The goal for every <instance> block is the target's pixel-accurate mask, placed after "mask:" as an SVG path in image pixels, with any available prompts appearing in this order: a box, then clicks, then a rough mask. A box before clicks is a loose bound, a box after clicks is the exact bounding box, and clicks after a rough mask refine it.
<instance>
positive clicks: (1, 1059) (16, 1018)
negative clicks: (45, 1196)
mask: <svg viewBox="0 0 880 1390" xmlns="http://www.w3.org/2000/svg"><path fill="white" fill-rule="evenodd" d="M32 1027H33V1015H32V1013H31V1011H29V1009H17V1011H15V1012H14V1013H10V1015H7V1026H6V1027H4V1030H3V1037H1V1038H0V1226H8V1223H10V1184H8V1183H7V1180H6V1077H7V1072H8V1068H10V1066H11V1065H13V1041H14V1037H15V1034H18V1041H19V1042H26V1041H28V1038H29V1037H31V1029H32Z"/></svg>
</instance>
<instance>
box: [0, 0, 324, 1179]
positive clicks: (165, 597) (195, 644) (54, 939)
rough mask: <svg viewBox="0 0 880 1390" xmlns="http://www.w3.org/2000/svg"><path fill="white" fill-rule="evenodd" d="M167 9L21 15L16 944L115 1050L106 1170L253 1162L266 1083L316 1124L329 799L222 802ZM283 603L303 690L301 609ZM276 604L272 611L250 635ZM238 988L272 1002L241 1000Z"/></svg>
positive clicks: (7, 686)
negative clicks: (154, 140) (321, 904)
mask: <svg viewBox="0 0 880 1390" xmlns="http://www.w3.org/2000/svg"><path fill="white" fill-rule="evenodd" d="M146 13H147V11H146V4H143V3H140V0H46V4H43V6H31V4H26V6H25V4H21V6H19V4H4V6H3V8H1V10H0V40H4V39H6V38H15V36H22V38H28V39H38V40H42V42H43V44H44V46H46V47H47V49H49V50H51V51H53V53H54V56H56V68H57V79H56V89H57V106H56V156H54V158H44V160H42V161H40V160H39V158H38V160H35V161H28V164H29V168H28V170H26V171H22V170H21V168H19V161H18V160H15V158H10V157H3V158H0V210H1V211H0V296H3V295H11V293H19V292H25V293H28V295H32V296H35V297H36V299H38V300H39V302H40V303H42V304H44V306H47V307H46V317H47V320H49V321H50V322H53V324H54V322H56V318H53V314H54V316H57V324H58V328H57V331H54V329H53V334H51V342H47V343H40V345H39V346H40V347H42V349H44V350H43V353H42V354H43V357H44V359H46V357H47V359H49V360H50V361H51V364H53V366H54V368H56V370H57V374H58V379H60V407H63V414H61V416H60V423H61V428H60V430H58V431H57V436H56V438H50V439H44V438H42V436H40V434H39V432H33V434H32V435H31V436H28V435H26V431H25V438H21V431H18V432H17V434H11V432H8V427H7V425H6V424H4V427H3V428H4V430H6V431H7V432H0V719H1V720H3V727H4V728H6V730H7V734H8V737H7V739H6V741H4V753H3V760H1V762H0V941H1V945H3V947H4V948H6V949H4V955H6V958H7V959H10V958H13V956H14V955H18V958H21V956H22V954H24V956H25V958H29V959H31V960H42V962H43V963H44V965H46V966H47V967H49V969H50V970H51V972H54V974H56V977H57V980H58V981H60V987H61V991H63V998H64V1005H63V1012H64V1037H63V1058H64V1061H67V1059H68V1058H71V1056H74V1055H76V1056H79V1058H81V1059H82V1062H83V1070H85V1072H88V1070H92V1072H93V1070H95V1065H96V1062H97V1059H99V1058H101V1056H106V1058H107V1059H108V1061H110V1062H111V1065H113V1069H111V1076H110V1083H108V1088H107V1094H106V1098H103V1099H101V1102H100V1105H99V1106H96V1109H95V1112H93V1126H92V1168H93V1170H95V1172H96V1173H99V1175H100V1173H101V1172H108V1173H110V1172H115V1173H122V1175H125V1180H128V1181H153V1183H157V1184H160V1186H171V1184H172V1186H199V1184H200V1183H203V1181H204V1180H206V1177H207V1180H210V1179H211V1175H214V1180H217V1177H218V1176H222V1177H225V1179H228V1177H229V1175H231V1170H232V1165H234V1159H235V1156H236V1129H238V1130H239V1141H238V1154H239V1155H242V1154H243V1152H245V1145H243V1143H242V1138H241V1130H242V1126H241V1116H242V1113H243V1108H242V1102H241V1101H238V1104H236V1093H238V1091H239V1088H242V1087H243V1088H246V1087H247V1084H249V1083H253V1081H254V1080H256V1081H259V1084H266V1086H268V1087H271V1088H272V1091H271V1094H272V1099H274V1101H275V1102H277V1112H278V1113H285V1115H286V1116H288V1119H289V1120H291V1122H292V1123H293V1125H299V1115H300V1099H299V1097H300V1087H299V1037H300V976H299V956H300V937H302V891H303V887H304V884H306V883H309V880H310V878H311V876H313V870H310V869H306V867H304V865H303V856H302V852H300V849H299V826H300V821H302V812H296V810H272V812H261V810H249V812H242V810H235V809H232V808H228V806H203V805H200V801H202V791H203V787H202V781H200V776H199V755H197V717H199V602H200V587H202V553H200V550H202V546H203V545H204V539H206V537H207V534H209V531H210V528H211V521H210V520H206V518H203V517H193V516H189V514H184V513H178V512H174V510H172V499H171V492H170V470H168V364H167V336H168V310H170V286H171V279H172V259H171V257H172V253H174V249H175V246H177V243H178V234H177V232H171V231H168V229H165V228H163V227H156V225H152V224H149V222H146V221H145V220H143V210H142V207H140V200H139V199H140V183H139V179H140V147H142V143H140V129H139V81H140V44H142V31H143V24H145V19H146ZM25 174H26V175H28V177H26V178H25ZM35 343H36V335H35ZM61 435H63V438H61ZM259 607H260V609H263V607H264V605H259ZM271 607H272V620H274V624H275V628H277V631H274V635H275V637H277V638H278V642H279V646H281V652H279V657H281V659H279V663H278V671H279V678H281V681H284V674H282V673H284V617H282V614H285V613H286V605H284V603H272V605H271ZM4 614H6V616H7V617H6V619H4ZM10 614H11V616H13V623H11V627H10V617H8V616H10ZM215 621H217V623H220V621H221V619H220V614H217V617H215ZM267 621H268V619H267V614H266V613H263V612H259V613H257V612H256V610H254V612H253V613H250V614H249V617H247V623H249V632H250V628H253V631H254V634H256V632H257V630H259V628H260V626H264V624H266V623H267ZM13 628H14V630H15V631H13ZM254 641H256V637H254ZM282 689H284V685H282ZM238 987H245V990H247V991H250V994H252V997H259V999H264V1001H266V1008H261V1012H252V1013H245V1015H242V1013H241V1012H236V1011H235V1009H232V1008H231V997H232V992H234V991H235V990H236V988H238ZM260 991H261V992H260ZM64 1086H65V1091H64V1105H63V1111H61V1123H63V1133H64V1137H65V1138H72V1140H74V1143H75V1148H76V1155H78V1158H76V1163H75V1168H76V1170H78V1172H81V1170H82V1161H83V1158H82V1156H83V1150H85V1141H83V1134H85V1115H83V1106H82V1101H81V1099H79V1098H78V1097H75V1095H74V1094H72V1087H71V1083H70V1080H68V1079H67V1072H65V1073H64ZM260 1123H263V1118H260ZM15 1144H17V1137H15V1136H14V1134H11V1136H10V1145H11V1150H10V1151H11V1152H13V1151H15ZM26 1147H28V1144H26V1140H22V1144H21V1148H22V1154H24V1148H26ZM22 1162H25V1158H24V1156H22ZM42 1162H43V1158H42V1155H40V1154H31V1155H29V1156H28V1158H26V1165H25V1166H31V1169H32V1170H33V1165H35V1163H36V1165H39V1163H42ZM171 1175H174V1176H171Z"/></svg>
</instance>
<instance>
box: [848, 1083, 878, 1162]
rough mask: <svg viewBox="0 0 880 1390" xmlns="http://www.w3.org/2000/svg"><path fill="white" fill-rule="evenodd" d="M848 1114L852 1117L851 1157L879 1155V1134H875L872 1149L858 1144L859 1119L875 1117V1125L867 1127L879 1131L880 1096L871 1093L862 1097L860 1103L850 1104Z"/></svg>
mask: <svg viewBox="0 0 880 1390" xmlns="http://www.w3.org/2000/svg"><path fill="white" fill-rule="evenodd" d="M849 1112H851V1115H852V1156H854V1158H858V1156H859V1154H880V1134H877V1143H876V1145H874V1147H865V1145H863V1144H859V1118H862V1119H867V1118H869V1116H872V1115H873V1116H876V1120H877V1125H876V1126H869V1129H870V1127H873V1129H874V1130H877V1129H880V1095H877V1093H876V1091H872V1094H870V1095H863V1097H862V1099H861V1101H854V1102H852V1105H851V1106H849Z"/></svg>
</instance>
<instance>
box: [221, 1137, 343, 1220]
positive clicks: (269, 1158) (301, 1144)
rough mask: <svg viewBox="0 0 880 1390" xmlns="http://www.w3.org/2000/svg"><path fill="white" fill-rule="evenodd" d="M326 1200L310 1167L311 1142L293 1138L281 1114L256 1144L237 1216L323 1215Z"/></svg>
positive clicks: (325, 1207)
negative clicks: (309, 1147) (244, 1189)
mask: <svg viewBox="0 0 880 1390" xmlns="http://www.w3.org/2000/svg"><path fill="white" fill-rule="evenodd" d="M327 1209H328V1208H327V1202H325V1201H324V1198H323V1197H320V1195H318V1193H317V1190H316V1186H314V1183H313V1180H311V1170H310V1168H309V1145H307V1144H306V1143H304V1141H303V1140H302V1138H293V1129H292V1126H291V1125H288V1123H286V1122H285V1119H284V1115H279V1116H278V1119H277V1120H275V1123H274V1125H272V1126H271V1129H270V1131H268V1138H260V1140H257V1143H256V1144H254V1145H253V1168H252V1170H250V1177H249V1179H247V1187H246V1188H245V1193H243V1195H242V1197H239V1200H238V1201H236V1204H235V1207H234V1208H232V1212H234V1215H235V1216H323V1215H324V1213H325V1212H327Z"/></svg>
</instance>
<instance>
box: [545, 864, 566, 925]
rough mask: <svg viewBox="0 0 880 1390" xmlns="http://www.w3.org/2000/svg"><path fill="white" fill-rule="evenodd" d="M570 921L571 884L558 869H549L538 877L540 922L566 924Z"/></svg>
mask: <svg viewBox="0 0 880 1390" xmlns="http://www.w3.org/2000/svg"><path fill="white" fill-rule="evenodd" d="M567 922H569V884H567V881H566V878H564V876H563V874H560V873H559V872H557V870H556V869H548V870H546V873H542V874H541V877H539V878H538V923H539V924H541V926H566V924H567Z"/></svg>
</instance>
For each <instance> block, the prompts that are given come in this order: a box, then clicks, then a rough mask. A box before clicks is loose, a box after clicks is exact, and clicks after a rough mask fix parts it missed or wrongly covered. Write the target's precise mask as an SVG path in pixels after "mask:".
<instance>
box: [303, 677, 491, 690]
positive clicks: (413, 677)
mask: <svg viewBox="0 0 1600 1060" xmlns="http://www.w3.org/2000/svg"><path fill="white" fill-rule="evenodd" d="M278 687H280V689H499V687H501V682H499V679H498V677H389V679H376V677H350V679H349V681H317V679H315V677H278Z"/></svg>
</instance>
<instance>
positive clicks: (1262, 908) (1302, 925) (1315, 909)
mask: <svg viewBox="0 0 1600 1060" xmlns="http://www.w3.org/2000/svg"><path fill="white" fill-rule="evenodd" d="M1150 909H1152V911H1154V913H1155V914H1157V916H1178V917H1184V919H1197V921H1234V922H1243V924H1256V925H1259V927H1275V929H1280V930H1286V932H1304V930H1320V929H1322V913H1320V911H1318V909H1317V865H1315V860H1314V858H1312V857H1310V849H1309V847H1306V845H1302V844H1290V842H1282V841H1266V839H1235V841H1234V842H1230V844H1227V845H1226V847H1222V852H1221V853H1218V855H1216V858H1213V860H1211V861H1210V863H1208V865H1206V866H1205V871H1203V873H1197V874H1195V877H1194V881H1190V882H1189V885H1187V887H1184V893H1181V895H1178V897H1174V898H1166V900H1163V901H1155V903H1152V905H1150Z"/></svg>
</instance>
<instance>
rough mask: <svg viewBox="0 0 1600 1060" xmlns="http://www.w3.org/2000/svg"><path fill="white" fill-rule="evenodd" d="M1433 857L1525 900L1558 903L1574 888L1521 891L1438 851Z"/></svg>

_Exercise brief_. Taking the entries above, print exactly the lines starting at the line with "positive clicks: (325, 1207)" and ending at the line with "box: [545, 864, 566, 925]", both included.

_Answer space_.
positive clicks: (325, 1207)
negative clicks: (309, 1147) (244, 1189)
mask: <svg viewBox="0 0 880 1390" xmlns="http://www.w3.org/2000/svg"><path fill="white" fill-rule="evenodd" d="M327 1209H328V1208H327V1202H325V1201H324V1198H323V1197H320V1195H318V1193H317V1190H316V1186H314V1183H313V1180H311V1170H310V1168H309V1145H307V1144H306V1143H304V1141H303V1140H302V1138H293V1129H292V1126H291V1125H288V1123H286V1122H285V1119H284V1115H279V1116H278V1119H277V1120H275V1123H274V1125H272V1126H271V1129H270V1131H268V1138H260V1140H257V1143H256V1144H254V1145H253V1168H252V1170H250V1177H249V1179H247V1187H246V1188H245V1193H243V1195H242V1197H239V1200H238V1201H236V1204H235V1207H234V1208H232V1212H234V1215H235V1216H323V1215H324V1213H325V1212H327Z"/></svg>
</instance>
<instance>
box: [545, 864, 566, 925]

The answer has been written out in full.